*** Opening EXERCISE INPUTS ***
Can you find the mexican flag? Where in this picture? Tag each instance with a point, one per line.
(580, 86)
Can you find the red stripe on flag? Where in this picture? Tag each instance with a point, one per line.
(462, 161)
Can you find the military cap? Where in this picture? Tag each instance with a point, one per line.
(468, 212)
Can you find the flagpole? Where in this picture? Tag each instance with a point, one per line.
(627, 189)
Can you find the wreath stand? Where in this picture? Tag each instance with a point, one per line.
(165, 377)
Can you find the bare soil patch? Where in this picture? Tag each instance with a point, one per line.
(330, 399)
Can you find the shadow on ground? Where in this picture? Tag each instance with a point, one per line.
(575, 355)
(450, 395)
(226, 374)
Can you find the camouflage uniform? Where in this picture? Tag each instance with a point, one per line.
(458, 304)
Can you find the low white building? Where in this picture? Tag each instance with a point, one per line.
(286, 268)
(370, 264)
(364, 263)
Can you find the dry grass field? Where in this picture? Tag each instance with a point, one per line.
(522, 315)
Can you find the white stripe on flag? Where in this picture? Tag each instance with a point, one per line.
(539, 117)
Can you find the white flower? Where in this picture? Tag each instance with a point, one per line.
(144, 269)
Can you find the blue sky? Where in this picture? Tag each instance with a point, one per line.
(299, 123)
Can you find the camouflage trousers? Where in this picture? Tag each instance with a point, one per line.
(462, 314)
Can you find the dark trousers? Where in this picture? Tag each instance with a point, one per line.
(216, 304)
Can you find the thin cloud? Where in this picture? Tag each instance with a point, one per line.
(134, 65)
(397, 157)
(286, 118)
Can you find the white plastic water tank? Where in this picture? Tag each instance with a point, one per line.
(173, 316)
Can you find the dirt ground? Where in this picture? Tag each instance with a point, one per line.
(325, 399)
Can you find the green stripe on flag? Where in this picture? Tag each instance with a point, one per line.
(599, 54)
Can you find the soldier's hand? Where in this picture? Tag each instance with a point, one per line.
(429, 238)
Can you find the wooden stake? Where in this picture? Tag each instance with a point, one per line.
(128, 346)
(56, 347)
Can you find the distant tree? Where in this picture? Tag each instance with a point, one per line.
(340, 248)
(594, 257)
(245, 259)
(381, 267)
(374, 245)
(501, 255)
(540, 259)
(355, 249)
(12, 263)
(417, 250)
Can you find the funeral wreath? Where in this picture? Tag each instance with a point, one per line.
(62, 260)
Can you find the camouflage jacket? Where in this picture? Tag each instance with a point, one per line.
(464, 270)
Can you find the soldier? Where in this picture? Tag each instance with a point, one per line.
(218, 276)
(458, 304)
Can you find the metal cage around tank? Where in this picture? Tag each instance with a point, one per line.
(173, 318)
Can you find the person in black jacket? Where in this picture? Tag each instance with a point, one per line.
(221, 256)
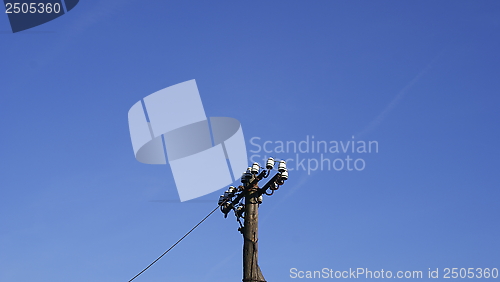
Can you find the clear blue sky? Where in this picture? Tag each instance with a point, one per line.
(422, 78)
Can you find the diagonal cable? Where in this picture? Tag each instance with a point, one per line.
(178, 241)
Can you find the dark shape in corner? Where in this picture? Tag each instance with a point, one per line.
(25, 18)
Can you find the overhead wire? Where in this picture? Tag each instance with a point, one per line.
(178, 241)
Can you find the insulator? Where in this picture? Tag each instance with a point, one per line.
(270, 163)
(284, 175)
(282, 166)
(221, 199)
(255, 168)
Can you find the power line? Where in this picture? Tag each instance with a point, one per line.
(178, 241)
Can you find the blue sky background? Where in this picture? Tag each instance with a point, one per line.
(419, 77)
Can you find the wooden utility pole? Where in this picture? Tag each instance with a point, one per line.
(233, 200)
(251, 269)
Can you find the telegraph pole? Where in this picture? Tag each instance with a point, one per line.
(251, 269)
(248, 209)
*** Closing EXERCISE INPUTS ***
*** Opening EXERCISE INPUTS ***
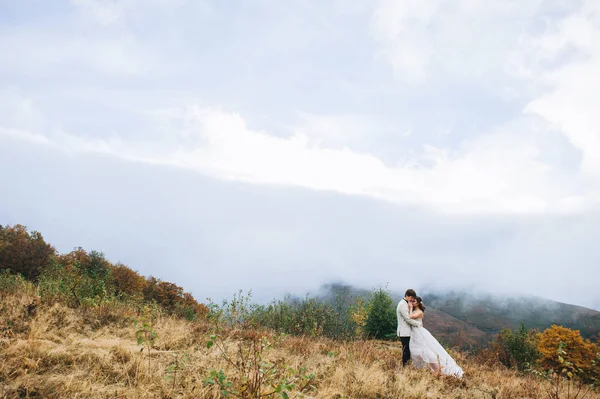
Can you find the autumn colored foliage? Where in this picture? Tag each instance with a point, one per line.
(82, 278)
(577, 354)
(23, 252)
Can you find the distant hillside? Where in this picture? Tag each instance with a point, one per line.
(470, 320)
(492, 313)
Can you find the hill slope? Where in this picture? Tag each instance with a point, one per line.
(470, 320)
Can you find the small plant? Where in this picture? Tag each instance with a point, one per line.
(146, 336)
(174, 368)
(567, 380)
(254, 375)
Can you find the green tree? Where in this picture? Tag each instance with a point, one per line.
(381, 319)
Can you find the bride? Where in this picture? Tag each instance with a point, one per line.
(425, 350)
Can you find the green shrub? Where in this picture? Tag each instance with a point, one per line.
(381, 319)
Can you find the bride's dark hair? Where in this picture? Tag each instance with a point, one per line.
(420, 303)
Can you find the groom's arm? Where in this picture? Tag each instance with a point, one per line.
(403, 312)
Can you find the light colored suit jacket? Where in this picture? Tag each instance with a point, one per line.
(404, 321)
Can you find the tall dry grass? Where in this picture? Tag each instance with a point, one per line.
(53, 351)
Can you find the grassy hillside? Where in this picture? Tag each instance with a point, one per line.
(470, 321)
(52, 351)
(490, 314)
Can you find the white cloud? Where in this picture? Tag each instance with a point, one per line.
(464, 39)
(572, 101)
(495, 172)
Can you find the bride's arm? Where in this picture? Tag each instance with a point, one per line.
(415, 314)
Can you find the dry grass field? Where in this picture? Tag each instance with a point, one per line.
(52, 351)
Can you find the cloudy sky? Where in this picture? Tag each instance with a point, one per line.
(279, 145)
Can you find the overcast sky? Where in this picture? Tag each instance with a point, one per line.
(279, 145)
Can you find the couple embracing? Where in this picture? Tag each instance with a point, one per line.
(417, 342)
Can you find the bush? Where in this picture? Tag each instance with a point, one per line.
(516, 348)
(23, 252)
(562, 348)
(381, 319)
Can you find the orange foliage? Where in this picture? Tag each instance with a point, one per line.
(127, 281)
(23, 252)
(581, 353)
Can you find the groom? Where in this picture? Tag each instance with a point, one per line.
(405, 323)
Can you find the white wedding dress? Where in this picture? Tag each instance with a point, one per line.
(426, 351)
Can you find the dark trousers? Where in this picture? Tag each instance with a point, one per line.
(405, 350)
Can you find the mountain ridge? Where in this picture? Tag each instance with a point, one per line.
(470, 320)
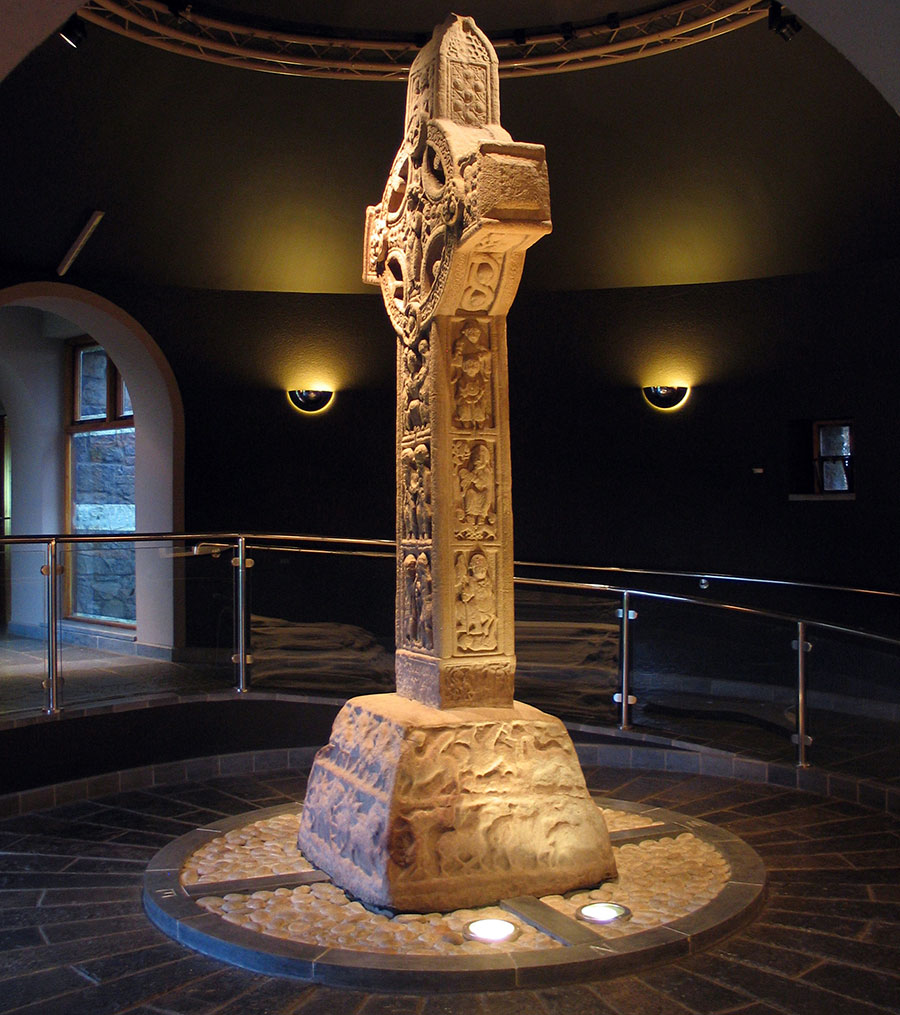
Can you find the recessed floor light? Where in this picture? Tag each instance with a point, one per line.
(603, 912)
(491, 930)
*** Closing EXERCISE INPUTS ***
*** Opening EXERCISE INPUTS ***
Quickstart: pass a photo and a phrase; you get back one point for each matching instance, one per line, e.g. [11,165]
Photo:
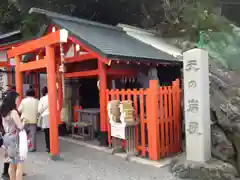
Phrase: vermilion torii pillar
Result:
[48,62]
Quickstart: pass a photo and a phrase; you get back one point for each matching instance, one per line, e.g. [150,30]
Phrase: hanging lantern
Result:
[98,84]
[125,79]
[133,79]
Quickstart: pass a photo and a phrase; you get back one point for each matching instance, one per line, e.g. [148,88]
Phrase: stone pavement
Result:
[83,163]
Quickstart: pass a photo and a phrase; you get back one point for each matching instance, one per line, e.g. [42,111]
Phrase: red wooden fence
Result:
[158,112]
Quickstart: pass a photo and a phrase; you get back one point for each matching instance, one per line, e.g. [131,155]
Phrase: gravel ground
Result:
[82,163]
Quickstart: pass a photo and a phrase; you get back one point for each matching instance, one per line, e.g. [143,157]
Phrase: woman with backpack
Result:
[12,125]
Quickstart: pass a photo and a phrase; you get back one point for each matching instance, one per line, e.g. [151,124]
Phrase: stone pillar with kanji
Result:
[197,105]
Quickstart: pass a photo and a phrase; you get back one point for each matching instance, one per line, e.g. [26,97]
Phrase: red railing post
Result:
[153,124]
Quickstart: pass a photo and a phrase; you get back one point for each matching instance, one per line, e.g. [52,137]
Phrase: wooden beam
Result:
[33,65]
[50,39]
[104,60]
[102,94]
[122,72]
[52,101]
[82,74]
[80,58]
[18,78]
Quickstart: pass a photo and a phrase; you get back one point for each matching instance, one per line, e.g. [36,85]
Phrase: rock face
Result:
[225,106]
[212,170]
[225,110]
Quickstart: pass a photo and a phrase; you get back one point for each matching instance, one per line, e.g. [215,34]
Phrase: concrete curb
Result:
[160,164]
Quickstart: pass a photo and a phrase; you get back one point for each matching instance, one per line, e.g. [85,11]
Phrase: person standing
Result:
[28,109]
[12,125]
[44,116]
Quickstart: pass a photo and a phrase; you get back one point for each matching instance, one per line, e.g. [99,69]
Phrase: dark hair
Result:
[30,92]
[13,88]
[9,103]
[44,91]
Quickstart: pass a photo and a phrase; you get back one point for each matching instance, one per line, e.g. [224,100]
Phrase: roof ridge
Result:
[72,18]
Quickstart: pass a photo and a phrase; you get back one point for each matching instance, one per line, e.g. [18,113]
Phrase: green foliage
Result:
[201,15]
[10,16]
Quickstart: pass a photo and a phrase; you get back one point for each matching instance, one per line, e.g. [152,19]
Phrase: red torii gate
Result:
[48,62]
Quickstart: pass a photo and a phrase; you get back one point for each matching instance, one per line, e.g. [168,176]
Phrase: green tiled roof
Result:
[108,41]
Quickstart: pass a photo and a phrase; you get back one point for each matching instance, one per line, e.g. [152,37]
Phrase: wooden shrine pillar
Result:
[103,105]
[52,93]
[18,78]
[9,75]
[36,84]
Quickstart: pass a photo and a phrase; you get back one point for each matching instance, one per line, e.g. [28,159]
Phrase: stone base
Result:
*** Closing EXERCISE INPUTS ***
ASSIGNED TASK:
Only the lines above starting at the line that holds "Phrase: red wooden fence" and ending at the line that holds "Phrase: green foliage" are to be repeated, exactly and in full.

OUTPUT FOR THIS EXERCISE:
Phrase: red wooden fence
Result:
[158,112]
Quickstart: pass a photo and a phrase; you get back one point for each matching instance, one per line, e.g. [131,155]
Phrase: gravel ground
Result:
[82,163]
Quickstart: pass a photo and a phrase; you get back one point for each matching instance, one per line, e.g. [143,157]
Phrase: woman with backpack
Result:
[12,125]
Quickstart: pass a photo and a phrase; you get back one point for each matching instance, one per line, e.g. [151,124]
Phrase: stone pillar with kanji
Result:
[197,105]
Quickstart: pass a photo and a phrase; you get back one point for each matching instance, one per line, e.g. [26,97]
Phrase: red railing post
Result:
[153,124]
Quickstart: pass a photo and a phrase; you get back one point for each matching instance, one per line, e.g. [52,137]
Phrase: wooden beam
Result:
[33,65]
[50,39]
[104,60]
[102,94]
[122,72]
[52,101]
[82,74]
[80,58]
[18,78]
Quickstart: pass a photo and a phrase; you get back one point for each matching instance, one per line, e.g. [36,85]
Phrase: rock face
Result:
[225,106]
[212,170]
[225,110]
Quickstart: pass a photo and a phrase; you get back one point for each matching instance, one per line, e.g. [215,34]
Phrase: concrete curb
Result:
[160,164]
Quickstart: pass a photo and a phrase; you get back one point for each matching instance, one per line, e.g. [85,11]
Phrase: person standing
Result:
[28,109]
[12,125]
[44,116]
Quickstart: pass a photo and a phrase; you get back one point for each matching instance, one per line, e.g. [99,69]
Phrase: dark hair
Result:
[30,92]
[13,88]
[9,103]
[44,91]
Quickstart: pass a photo and a phrase; you get back one point for each matching instance, one per line, e.g. [224,100]
Phrase: roof ridge
Result:
[72,18]
Quickstart: pass a photo and a phrase; you get back one point for each matching instance, one per line, e.g. [18,113]
Phrase: green foliage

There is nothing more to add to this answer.